EXTRAIT DU TEXTE »
::::

Plusieurs phénomènes ont vu le jour ces dernières semaines sur les réseaux sociaux. Par exemple, dans le cadre d'un partenariat avec Instagram et l'OMS, l'influenceur Dude with Sign a capitalisé sur sa visibilité (6,4 millions d'abonnés) pour sensibiliser aux gestes barrières et aux consignes sanitaires. Il a ainsi réalisé une série de photos de ces fameuses pancartes mettant en avant les consignes sanitaires et incité à suivre le compte de l'OMS pour rester informé.
12,3 millions de personnes ont aussi assisté à un concert de Travis Scott via Fortnite ; des librairies ont redémarré une activité commerciale en proposant à distance des sélections de livres, et sans doute sauvé ainsi des emplois ; 255 000 personnes se sont abonnées au compte Instagram « Tussen Kunst & Quarantaine », grâce auquel de nombreux individus de par le monde ont reproduit en confinement des mises en scène de tableaux célèbres. Pour sa part, SOS tissu, qui n’existait pas avant l’épidémie, a mobilisé particuliers et professionnels du tissu, puis 60 couturiers pour fabriquer plusieurs milliers de surblouses pour des soignants d’hôpitaux de Seine-Saint-Denis, un département durement touché par l’épidémie. Des internautes ont aussi empilé des livres sur la tranche pour créer des messages absurdes, poétiques, humoristiques... Les exemples sont nombreux.
Changement de posture
Qu’est ce qui se joue ici ? Un changement d’échelle. Le digital est un média local et les médias sociaux le relais direct. La crise l’a confirmé, de gré ou de force. La fréquentation a logiquement explosé avec le confinement, mais le plus remarquable, c’est que l’engagement a suivi cette tendance. Les utilisateurs ne se limitent plus à consulter mais agissent et interagissent fortement sur le digital : prise de contact sur les réseaux sociaux, consultations directes, achats simplifiés.

::::

Entrées d'étiquetage de la position des objets
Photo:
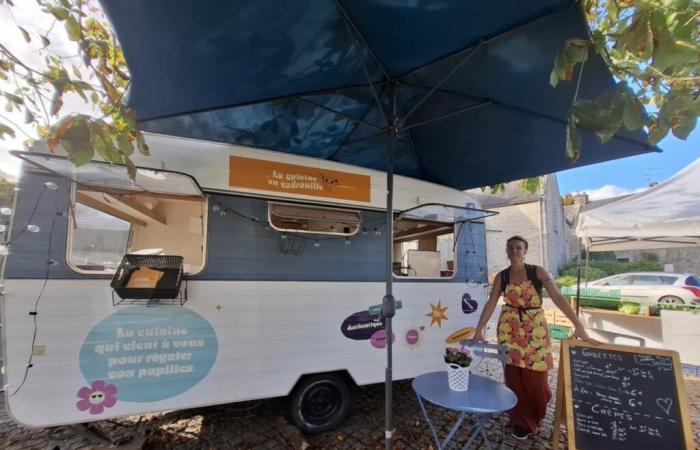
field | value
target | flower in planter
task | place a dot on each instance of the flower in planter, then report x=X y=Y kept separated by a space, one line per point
x=459 y=356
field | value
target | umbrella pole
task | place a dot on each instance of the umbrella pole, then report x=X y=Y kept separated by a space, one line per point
x=578 y=277
x=388 y=304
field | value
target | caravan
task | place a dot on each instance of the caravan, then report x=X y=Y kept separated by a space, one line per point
x=281 y=259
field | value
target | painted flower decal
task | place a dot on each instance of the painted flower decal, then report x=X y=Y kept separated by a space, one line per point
x=97 y=397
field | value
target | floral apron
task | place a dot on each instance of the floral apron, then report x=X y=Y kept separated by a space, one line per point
x=522 y=328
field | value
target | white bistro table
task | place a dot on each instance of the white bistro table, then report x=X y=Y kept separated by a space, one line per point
x=483 y=398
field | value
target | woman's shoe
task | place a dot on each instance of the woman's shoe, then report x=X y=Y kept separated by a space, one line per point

::::

CONSIGNES DE TRAVAIL »
1) Pour chacune des affirmations suivantes, indiquez par oui ou par non si elle est conforme à l'extrait, puis citez à l'identique les mots de l'extrait qui tranchent. (a) L'influenceur Dude with Sign compte 6,4 millions d'abonnés. (b) SOS tissu existait déjà avant l'épidémie. (c) 255 000 personnes ont assisté au concert de Travis Scott via Fortnite.
2) Selon l'extrait, à qui étaient destinées les surblouses fabriquées grâce à SOS tissu ?
3) Transcrivez sans modification le passage de l'extrait qui va de « 12,3 millions de » jusqu'à « exemples sont nombreux. » inclus.
Seul l'extrait doit servir de référence.

CORRIGÉ DÉTAILLÉ »
1)
(a) Oui : « 6,4 millions d'abonnés ».
(b) Non : « qui n’existait pas avant l’épidémie ».
(c) Non : « 12,3 millions de personnes ont aussi assisté à un concert de Travis Scott via Fortnite ».

2) À des soignants d'hôpitaux de Seine-Saint-Denis.

3)
12,3 millions de personnes ont aussi assisté à un concert de Travis Scott via Fortnite ; des librairies ont redémarré une activité commerciale en proposant à distance des sélections de livres, et sans doute sauvé ainsi des emplois ; 255 000 personnes se sont abonnées au compte Instagram « Tussen Kunst & Quarantaine », grâce auquel de nombreux individus de par le monde ont reproduit en confinement des mises en scène de tableaux célèbres. Pour sa part, SOS tissu, qui n’existait pas avant l’épidémie, a mobilisé particuliers et professionnels du tissu, puis 60 couturiers pour fabriquer plusieurs milliers de surblouses pour des soignants d’hôpitaux de Seine-Saint-Denis, un département durement touché par l’épidémie. Des internautes ont aussi empilé des livres sur la tranche pour créer des messages absurdes, poétiques, humoristiques... Les exemples sont nombreux.